» **Aim of the task**: Copy out the entries below in full and exactly.

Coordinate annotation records
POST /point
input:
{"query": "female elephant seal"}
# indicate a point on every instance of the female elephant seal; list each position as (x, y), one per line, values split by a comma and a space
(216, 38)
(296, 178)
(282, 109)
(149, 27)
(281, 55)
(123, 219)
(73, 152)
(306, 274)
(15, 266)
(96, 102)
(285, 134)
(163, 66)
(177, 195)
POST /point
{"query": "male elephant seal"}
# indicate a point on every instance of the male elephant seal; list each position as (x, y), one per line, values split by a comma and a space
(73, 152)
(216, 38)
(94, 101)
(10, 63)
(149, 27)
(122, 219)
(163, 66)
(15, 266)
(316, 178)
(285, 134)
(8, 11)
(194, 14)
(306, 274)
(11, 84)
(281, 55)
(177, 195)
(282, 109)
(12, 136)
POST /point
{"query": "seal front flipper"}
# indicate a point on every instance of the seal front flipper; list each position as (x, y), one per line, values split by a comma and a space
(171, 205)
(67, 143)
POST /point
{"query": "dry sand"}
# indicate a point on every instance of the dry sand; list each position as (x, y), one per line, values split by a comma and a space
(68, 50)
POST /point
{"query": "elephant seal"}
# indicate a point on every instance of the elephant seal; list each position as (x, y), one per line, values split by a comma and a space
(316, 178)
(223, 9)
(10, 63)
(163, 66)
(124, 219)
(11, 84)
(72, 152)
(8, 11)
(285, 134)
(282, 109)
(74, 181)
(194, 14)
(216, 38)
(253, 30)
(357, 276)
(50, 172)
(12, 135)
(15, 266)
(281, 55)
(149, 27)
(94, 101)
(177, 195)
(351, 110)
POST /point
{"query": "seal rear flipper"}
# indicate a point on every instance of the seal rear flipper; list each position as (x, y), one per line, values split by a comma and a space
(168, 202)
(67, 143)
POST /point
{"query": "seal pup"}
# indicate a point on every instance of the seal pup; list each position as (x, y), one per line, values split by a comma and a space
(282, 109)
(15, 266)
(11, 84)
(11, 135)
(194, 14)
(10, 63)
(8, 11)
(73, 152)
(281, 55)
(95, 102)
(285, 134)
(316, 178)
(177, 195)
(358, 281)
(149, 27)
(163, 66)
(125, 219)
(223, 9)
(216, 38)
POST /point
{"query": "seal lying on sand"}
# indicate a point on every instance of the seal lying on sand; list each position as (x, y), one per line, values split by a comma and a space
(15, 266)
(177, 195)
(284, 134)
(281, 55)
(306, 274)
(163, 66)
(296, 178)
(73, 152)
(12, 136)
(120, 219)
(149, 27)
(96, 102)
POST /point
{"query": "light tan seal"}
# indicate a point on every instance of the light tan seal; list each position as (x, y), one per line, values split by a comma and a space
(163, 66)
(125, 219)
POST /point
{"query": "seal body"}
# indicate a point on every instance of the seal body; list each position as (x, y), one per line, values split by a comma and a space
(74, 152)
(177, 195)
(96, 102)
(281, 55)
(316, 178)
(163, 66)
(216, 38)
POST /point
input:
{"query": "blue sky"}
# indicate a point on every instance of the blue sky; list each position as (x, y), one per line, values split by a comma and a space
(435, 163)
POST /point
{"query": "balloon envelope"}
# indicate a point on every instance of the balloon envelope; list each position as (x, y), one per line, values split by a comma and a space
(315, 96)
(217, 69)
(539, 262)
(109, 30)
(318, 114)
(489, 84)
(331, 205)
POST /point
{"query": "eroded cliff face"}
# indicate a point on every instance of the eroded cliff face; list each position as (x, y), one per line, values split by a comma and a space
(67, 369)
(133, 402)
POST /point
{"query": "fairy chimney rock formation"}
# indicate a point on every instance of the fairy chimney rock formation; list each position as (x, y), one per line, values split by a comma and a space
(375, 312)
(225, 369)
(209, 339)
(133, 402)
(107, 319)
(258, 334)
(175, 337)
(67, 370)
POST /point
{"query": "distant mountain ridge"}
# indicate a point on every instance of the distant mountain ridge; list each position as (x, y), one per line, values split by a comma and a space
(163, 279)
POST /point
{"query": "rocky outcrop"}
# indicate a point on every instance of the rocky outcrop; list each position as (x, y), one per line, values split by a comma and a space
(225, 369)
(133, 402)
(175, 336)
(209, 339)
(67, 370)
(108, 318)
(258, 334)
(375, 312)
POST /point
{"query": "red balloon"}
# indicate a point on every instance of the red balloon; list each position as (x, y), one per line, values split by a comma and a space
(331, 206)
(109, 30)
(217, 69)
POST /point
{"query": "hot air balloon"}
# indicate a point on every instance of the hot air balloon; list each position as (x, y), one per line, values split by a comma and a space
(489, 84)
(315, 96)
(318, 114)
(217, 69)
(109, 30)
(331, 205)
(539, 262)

» **Output of the task**:
POST /point
input:
{"query": "female elephant seal"}
# indicate a point on every instance of the female elephant seal; list each position as (x, y), one per line, values split by a comma and a space
(216, 38)
(296, 178)
(282, 109)
(149, 27)
(281, 55)
(123, 219)
(73, 152)
(306, 274)
(15, 266)
(96, 102)
(285, 134)
(163, 66)
(177, 195)
POST /point
{"query": "male elephant seal"}
# indicate a point on every instance of the male elephant seal; list each position as (x, y), one per line, values split by a comma and a space
(73, 152)
(216, 38)
(94, 101)
(10, 63)
(149, 27)
(122, 219)
(163, 66)
(15, 266)
(316, 178)
(285, 134)
(8, 11)
(194, 14)
(306, 274)
(11, 84)
(281, 55)
(177, 195)
(282, 109)
(12, 136)
POST /point
{"query": "seal front flipper"}
# indicate a point on every instance of the seal front flipper; list each position as (x, y), one per line, values split by a comma and a space
(171, 205)
(67, 143)
POST /point
{"query": "dry sand"}
# indicate a point on every instance of the dry sand; list each position as (x, y), one per line, values split by a comma and a space
(68, 50)
POST /point
{"query": "elephant seal"}
# indicate a point on every instance of the elephant seal; list each position as (x, y), one per line, values split by a comma and a space
(316, 178)
(223, 9)
(10, 63)
(163, 66)
(124, 219)
(11, 84)
(72, 152)
(8, 11)
(285, 134)
(282, 109)
(74, 181)
(194, 14)
(216, 38)
(253, 30)
(357, 276)
(50, 172)
(12, 135)
(15, 266)
(281, 55)
(149, 27)
(94, 101)
(177, 195)
(351, 110)
POST /point
{"query": "seal rear flipper"}
# indicate a point on every instance of the seal rear flipper; list each position as (x, y), one per line, values split by a comma and a space
(168, 202)
(67, 143)
POST /point
{"query": "seal pup"}
# indicate a point on every instance of the seal pup; list each position as (x, y), one per line, values split by a comma and a space
(282, 109)
(15, 266)
(11, 84)
(11, 135)
(194, 14)
(10, 63)
(8, 11)
(73, 152)
(281, 55)
(95, 102)
(285, 134)
(316, 178)
(177, 195)
(358, 281)
(149, 27)
(163, 66)
(125, 219)
(223, 9)
(216, 38)
POST /point
{"query": "seal lying on sand"}
# indicate a point on every instance of the seal lying on sand; list each position as (x, y), one per line, values split by a comma and a space
(15, 266)
(177, 195)
(284, 134)
(281, 55)
(306, 274)
(163, 66)
(296, 178)
(73, 152)
(12, 136)
(120, 219)
(149, 27)
(96, 102)
POST /point
{"query": "light tan seal"}
# indicate a point on every instance of the light tan seal; list each position as (x, y), one per line, values split by a comma and a space
(163, 66)
(125, 219)
POST /point
{"query": "seal body"}
# indicate a point on every instance of the seal body; list each position as (x, y), one per line, values split by a comma and a space
(74, 152)
(177, 195)
(96, 102)
(281, 55)
(316, 178)
(163, 66)
(216, 38)
POST /point
input:
{"query": "blue sky"}
# indicate a point on every instance of the blue sky; list each position as (x, y), one per line, values split by a comma and a space
(435, 163)
POST /point
{"query": "balloon envelope"}
# indicate a point on every instance of the balloon envelope; list each position as (x, y), one per line, values split by a comma and a space
(315, 96)
(217, 69)
(539, 262)
(109, 30)
(318, 114)
(489, 84)
(331, 205)
POST /point
{"query": "eroded cliff face"}
# indicate a point on every instance of the eroded cliff face; list each position as (x, y), one per line, values split by a comma and a space
(67, 369)
(133, 402)
POST /point
{"query": "fairy chimney rock formation"}
# indicate a point on every instance of the fairy chimney rock formation; list each position as (x, y), one per line, values split by a comma and a space
(375, 312)
(225, 369)
(209, 339)
(133, 402)
(107, 319)
(258, 334)
(175, 337)
(67, 370)
POST /point
{"query": "distant mountain ridge"}
# indicate a point on every instance of the distant mountain ridge; list each position as (x, y), one per line, values split by a comma and a space
(163, 279)
POST /point
{"query": "rocky outcrop"}
# indicate a point on every instance of the rocky outcrop; list each position as (x, y), one per line, values split by a comma and a space
(225, 369)
(133, 402)
(175, 336)
(209, 339)
(67, 370)
(108, 318)
(258, 334)
(375, 312)
POST /point
{"query": "red balloon"}
# indicate a point on every instance of the red balloon; list each position as (x, y), one per line, values split by a comma and a space
(331, 206)
(109, 30)
(217, 69)
POST /point
{"query": "hot air balloon"}
# indicate a point on every instance of the hot air balloon; list each position as (x, y), one per line, values split by a comma and a space
(489, 84)
(315, 96)
(318, 114)
(217, 69)
(109, 30)
(331, 205)
(539, 262)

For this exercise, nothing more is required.